### [READING PASSAGE]
'''
U.S. District Judge John Chun has already ruled that the ROSCA applies to Prime, and he limited some of the defenses Amazon can raise at trial while allowing others to go forward. He also found that Amazon violated the statute by collecting customers’ billing information before disclosing Prime’s terms. But Chun left several pivotal issues for the jury to decide, including whether Prime’s disclosures of its material terms were clear and conspicuous and whether the so-called Illiad cancellation method is, in fact, a simple option under the law. In a separate step that could affect liability for specific individuals, the judge determined that two Amazon executives named as individual defendants—Neil Lindsay and Jamil Ghani—were so entwined with the Prime program that they could face personal liability if the jury sides with the FTC. A third executive, Russell Grandinetti, could also be exposed to personal liability under certain circumstances.

Amazon issued a brief statement in response to the courtroom posture: neither the company nor the named executives did anything wrong, and the facts, they said, will show that the executives acted properly and that customer interests come first. The FTC declined to comment.

The FTC’s involvement traces back to 2021, during the early days of the Biden administration, when the agency began examining Prime subscription practices. The formal lawsuit followed in 2023, placing the agency’s broader antitrust agenda against Amazon in sharp relief just as the sector faced heightened scrutiny over how platform companies shape consumer choices. The case sits alongside an ongoing FTC antitrust lawsuit accusing Amazon of monopolistic control over online marketplaces, underscoring the department’s willingness to pursue more aggressive enforcement in the tech space.
'''
### [LIST OF TASKS]
A: In the Prime lawsuit passage, can you reproduce everything from "Amazon issued a" down to "the tech space."?
B: Answer these about the Prime lawsuit passage:
(i) Which two Amazon executives did the judge find could face personal liability if the jury sides with the FTC?
(ii) In what year did the formal lawsuit follow?
(iii) How did the FTC respond when asked about the courtroom posture?
C: Can you pick up the Prime lawsuit passage after its final sentence and carry it forward?
These records were taken from a separate source.

Stored data entries:
'''
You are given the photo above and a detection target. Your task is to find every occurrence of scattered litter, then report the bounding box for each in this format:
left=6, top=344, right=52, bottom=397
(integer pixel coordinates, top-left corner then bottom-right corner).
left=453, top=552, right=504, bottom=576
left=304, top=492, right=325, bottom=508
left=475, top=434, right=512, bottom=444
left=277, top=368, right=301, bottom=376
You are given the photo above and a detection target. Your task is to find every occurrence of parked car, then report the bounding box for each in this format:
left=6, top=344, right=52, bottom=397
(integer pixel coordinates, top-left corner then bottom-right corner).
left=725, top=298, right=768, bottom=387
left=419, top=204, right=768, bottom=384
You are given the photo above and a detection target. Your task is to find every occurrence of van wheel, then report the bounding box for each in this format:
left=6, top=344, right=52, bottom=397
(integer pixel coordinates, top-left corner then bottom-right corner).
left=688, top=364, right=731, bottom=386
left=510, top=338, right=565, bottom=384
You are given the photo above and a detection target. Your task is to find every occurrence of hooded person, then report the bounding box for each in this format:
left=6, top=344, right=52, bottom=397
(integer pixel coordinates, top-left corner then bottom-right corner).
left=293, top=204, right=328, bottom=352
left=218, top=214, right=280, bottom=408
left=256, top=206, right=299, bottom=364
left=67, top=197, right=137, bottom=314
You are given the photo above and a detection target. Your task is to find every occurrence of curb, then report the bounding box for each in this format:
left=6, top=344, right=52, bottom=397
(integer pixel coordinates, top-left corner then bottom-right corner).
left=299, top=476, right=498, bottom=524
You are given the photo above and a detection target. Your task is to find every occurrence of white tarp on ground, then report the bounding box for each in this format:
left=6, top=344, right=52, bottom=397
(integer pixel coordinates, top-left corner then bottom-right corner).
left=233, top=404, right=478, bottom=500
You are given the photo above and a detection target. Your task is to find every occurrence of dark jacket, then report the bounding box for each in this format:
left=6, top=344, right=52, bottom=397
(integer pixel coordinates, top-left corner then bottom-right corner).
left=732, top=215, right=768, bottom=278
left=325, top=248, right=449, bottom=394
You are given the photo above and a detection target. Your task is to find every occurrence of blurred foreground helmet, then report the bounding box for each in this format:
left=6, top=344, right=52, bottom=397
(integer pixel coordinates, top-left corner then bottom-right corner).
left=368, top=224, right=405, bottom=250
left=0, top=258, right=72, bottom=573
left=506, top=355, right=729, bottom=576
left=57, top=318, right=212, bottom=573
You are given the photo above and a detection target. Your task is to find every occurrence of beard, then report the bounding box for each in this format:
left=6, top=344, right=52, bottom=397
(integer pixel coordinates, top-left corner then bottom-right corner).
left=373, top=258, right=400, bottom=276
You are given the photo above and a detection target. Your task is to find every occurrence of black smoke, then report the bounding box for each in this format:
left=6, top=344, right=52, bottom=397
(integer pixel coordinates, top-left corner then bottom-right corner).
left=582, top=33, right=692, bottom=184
'''
### [RESPONSES IN ORDER]
A:
Amazon issued a brief statement in response to the courtroom posture: neither the company nor the named executives did anything wrong, and the facts, they said, will show that the executives acted properly and that customer interests come first. The FTC declined to comment.

The FTC’s involvement traces back to 2021, during the early days of the Biden administration, when the agency began examining Prime subscription practices. The formal lawsuit followed in 2023, placing the agency’s broader antitrust agenda against Amazon in sharp relief just as the sector faced heightened scrutiny over how platform companies shape consumer choices. The case sits alongside an ongoing FTC antitrust lawsuit accusing Amazon of monopolistic control over online marketplaces, underscoring the department’s willingness to pursue more aggressive enforcement in the tech space.

B:
(i) Neil Lindsay and Jamil Ghani
(ii) 2023
(iii) It declined to comment.

C:
Earlier this year, the judge admonished Amazon for withholding tens of thousands of documents from the FTC, including documents marked as internal legal advice, describing the conduct as tantamount to bad faith. The dispute over document production highlights the high-stakes nature of the case and the tensions between a company offering a widely used consumer service and a federal regulator seeking to curb what it views as deceptive practices. While the trial focuses on Prime, the proceedings touch on broader questions about how online subscription programs are marketed and how clearly they must disclose terms and costs to consumers.

For Amazon, Prime remains a cornerstone of a business strategy that increasingly relies on recurring revenue and a broad ecosystem of services, from shopping to streaming and digital content. The company has repeatedly framed Prime as a value proposition that customers can understand and easily opt out of if they choose to do so. The FTC’s portrait, by contrast, portrays Prime as a carefully engineered mechanism designed to capture customers into a service they may not realize they were joining, with a process that sometimes obscured the connection between a purchase and Prime enrollment.

As the trial unfolds in Seattle, observers will watch how the jury weighs the friction of canceling and the clarity of Prime’s terms against the company’s insistence that its disclosures meet legal requirements and that the cancellation path remains straightforward for most users. The outcome could have implications for how online subscription programs are marketed and managed in the rapidly evolving landscape of digital commerce, where a growing portion of revenue depends on ongoing memberships rather than one-time purchases.